Metin bloğu
= = = = =
Miting sahnesinde tutarsızlık sergileyen adayın ses ve görüntü parçaları, montaj tezgâhından geçirilerek, dizileri aratmayan bir forma sokulur. Tutarsızlık, montaj için verimli bir malzemedir. Montajcı, adayın yanında ya da karşısında konumlanmasına bağlı olarak, bir seçki oluşturur ve istemediği parçaları ayıklar

Dizileri andıran seçim çalışmaları

Önder Kulak - Dr., Felsefe

Seçim gününe çok kısa bir zaman kaldı. Bu son birkaç günde adayların seçim çalışmalarını önemli ölçüde yoğunlaştırdıkları görülebilir. Bu çalışmaların başında ise mitingler bulunmaktadır. Ve elbette miting sahnelerinde sergilenen performanslar. Adayların bu performanslar için hem benimsenebilir bir içerik oluşturmaları, hem de söz konusu içeriği dikkat çekici bir şekilde sunmaları beklenmektedir. Beklentinin karşılanması ise oldukça önemlidir. Zira mevcut toplamın korunması ve yeni seçmenlerin kazanılması bakımından başlıca etkenlerden birini teşkil eder.
Bu yüzden kimi adaylar, talepkâr konumda olmalarının da etkisiyle, beklentinin karşılanması için yerine göre kendilerini defalarca değillemekten dahi kaçınmazlar.1 Başka bir deyişle, böylesi bir aday, eğer beklentiyi karşılayacak ise, verili söylemi veya eylemiyle tutarsızlık meydana getirecek herhangi bir içeriği ya da sunumu sergilemekten çekinmez. Bu koşul, haber bültenleri/programları için önemli bir “hammadde” ortaya koyar. Hammadde niteliğine sahip ses ve görüntüler, adayın destekçileri ve karşıtları eliyle montaj tezgâhlarında işlenir ve kısa süre içinde iletişim araçlarına aktarılırlar. Böylece ortaya gerçeklikle olan ilişkisi sorgulanması gereken bir kurgu çıkar. Kurgu, çoğu zaman, reytingleri yüksek dizileri andırır. Neden mi? Bu sorunun yanıtına ulaşmak için öncelikle bir parça endüstriyel kültür ürünlerine değinmek gerekir.
= = = = =
Kısa alıştırma 1
Metne göre, seçim gününe yaklaşırken yoğunlaşan seçim çalışmalarının başında ne bulunmaktadır?
Kısa alıştırma 2
Lütfen metinde "montaj" sözcüğünün ek almadan geçtiği her yeri, hemen ardından gelen sözcükle birlikte sıralayın.
Kısa alıştırma 3
Aşağıdaki ifadeler metinle uyuşuyor mu? Her biri için evet ya da hayır deyin ve metinden belirleyici sözcükleri aktarın.
(a) Tutarsızlık, montaj için verimsiz bir malzemedir.
(b) Seçim gününe çok kısa bir zaman kalmıştır.
(c) Kurgu, çoğu zaman, reytingleri düşük dizileri andırır.
Bu materyalin metinle bir ilgisi yoktur.
= = = = =
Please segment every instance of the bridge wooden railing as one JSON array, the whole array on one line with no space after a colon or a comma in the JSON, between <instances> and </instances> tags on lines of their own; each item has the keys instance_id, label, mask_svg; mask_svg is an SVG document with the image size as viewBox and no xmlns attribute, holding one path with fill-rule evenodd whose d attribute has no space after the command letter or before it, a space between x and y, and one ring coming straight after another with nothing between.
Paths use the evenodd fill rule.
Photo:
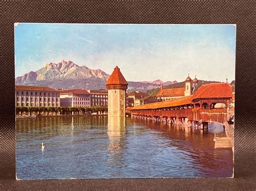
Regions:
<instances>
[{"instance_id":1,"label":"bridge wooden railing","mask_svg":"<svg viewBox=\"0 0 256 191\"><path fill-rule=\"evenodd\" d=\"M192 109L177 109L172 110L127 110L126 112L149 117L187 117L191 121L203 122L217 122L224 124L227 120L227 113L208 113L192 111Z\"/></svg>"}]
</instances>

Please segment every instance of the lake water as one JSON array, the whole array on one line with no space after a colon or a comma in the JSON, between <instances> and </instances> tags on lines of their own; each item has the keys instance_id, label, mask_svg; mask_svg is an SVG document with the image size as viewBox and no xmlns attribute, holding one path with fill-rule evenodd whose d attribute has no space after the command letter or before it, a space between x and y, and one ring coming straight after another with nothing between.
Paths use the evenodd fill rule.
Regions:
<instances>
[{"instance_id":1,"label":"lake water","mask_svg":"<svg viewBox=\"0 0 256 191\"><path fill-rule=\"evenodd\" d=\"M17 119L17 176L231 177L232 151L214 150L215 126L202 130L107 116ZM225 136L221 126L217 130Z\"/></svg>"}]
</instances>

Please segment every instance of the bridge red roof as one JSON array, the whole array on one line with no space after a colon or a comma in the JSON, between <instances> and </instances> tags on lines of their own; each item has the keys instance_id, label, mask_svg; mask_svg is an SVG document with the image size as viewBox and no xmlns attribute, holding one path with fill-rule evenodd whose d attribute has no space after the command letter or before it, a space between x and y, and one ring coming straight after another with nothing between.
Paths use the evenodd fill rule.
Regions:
= = = = =
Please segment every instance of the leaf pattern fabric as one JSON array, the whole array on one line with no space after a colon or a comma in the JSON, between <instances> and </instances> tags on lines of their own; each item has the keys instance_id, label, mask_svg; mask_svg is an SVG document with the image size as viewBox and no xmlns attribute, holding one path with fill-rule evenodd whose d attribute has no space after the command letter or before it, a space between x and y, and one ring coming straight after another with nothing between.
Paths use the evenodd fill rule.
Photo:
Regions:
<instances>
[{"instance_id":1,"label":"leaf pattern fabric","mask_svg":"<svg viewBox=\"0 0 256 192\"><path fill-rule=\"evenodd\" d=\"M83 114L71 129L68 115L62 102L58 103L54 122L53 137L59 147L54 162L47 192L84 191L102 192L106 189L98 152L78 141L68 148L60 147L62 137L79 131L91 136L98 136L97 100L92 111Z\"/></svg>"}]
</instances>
= = = = =
Çözüm 1
Mitingler.

Çözüm 2
- montaj tezgâhından
- montaj için
- montaj tezgâhlarında

Çözüm 3
(a) Hayır: "Tutarsızlık, montaj için verimli bir malzemedir."
(b) Evet: "Seçim gününe çok kısa bir zaman kaldı."
(c) Hayır: "Kurgu, çoğu zaman, reytingleri yüksek dizileri andırır."